Start of Block

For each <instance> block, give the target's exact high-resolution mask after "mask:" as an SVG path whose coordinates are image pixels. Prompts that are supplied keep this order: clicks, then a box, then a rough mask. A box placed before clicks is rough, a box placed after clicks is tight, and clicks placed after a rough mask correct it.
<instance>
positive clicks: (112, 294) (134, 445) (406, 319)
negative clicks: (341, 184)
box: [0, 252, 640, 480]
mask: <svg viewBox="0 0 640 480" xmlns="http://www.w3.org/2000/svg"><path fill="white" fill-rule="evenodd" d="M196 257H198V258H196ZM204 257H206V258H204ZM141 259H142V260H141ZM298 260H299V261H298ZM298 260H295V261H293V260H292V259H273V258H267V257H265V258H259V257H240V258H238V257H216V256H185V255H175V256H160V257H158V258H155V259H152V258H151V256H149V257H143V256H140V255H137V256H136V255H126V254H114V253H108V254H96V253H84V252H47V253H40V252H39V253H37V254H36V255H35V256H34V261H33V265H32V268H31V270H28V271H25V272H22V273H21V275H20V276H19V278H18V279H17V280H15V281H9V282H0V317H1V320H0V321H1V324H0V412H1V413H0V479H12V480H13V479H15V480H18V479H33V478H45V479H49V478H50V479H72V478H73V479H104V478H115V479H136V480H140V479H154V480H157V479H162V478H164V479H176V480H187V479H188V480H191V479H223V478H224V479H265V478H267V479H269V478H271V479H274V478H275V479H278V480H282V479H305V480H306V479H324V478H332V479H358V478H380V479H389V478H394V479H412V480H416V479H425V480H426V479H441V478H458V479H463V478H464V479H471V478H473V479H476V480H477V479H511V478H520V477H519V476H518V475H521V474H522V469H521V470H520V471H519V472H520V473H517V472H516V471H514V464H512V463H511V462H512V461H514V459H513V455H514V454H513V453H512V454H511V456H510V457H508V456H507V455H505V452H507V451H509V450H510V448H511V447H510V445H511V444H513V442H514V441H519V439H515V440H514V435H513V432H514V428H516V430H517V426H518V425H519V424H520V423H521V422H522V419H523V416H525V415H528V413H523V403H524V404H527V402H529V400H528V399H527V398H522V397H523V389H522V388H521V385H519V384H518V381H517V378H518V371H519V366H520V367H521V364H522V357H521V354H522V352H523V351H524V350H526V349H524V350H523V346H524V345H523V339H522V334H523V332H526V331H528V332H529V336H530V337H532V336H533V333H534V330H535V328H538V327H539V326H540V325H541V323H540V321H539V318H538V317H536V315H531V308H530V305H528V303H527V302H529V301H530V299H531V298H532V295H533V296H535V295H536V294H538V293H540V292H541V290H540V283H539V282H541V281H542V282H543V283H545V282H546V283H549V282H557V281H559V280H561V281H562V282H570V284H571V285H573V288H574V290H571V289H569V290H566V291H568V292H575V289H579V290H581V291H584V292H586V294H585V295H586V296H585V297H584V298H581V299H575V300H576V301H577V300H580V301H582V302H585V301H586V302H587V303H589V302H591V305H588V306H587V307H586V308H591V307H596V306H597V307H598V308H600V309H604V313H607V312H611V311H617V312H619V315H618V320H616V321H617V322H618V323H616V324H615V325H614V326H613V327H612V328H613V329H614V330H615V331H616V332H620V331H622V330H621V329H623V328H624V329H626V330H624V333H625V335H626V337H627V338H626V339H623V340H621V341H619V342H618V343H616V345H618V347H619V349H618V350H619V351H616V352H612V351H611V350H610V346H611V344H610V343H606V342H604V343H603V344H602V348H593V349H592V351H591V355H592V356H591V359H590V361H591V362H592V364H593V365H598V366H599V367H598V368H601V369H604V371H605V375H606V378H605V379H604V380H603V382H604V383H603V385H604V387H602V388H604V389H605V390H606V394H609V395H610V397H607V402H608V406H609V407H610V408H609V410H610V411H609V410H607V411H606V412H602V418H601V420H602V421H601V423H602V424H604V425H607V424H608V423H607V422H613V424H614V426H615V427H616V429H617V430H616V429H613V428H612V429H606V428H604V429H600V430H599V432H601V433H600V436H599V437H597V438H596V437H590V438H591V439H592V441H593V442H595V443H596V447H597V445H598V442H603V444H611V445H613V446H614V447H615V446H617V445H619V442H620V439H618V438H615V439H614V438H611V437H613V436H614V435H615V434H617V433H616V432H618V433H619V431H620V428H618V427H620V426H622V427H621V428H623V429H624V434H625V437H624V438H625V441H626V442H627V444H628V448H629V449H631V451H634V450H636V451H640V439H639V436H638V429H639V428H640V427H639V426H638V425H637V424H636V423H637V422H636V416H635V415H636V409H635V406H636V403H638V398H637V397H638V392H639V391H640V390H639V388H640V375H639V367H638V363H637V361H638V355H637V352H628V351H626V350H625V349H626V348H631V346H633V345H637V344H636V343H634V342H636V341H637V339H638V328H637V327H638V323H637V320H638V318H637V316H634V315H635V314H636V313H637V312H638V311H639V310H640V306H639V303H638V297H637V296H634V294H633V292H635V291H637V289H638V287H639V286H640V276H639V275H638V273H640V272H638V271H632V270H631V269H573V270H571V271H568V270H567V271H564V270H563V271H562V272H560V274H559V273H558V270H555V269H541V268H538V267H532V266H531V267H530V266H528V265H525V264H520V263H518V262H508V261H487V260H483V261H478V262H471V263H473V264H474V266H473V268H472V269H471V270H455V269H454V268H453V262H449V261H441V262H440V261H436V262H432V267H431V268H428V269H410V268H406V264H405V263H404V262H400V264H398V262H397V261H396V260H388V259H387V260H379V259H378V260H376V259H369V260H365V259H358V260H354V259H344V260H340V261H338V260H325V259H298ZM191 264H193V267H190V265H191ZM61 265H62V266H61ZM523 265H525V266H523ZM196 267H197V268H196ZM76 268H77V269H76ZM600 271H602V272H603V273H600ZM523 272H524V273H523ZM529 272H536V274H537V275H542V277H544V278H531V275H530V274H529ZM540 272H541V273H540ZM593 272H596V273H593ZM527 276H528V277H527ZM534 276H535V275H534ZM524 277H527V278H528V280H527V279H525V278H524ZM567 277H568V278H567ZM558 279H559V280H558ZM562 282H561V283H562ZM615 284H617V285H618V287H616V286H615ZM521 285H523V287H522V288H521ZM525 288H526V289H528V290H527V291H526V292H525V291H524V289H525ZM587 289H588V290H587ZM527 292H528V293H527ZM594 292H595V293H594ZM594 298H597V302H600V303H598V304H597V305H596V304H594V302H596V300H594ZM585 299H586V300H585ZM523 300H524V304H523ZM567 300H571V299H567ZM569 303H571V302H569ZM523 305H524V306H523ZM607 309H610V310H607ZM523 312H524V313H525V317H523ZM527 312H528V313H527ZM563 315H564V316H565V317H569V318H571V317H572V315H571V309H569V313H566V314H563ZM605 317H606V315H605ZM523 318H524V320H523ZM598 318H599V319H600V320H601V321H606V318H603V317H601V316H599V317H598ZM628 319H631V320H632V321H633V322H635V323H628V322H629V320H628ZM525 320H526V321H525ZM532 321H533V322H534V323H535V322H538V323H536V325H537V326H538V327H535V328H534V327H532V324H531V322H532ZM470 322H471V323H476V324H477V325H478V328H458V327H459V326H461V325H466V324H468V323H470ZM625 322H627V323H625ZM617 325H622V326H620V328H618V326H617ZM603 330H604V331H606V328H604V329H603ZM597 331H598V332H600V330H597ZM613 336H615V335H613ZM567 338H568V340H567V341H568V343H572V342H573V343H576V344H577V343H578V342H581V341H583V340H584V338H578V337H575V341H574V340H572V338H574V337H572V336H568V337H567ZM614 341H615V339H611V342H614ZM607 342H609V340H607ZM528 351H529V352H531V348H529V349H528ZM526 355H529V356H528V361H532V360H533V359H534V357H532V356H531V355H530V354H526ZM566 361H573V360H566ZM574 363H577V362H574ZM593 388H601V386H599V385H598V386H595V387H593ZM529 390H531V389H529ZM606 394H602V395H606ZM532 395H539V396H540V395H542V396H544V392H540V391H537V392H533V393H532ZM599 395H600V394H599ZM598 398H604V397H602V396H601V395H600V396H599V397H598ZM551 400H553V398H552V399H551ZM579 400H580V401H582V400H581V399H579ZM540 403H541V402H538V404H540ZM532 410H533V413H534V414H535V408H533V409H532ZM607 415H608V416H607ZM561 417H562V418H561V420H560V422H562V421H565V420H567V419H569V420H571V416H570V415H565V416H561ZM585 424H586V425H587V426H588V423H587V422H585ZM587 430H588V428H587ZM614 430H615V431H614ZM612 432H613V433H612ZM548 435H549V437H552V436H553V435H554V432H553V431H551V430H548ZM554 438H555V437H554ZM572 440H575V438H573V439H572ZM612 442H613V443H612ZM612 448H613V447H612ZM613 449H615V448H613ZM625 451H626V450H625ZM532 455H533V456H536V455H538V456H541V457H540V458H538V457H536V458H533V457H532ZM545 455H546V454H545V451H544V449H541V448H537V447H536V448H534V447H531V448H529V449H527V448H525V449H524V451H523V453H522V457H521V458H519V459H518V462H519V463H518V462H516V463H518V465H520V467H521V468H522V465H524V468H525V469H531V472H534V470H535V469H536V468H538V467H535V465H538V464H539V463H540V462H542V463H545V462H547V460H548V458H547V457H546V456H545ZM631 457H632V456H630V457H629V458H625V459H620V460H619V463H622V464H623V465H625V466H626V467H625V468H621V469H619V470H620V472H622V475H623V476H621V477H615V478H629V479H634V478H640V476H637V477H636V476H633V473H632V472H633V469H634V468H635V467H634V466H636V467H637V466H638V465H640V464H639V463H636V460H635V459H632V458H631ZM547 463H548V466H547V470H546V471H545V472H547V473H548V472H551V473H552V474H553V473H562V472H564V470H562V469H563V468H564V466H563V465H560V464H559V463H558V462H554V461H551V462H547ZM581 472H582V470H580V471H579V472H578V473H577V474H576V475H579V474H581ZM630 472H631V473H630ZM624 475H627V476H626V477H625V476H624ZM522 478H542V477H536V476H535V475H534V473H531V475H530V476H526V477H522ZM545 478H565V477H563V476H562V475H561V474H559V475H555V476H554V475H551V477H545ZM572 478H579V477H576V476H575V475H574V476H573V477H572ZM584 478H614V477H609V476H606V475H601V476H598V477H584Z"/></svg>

End of Block

Arrange the listing above as a numbered list, covering everything from its first line down to and including the line that contains "box: [0, 252, 640, 480]". Omit any blank lines.

**EXERCISE RESULT:**
1. For each <instance> block, give the target's exact high-resolution mask after "mask:" as an SVG path whose coordinates are image pixels. Prompts that are supplied keep this order: clicks, then a box, then a rough mask. A box placed before clicks is rough, a box placed after clicks is tight, and clicks placed after a rough mask correct it.
2. <instance>
3. positive clicks: (112, 294) (134, 445) (406, 319)
4. negative clicks: (341, 184)
5. box: [0, 252, 640, 480]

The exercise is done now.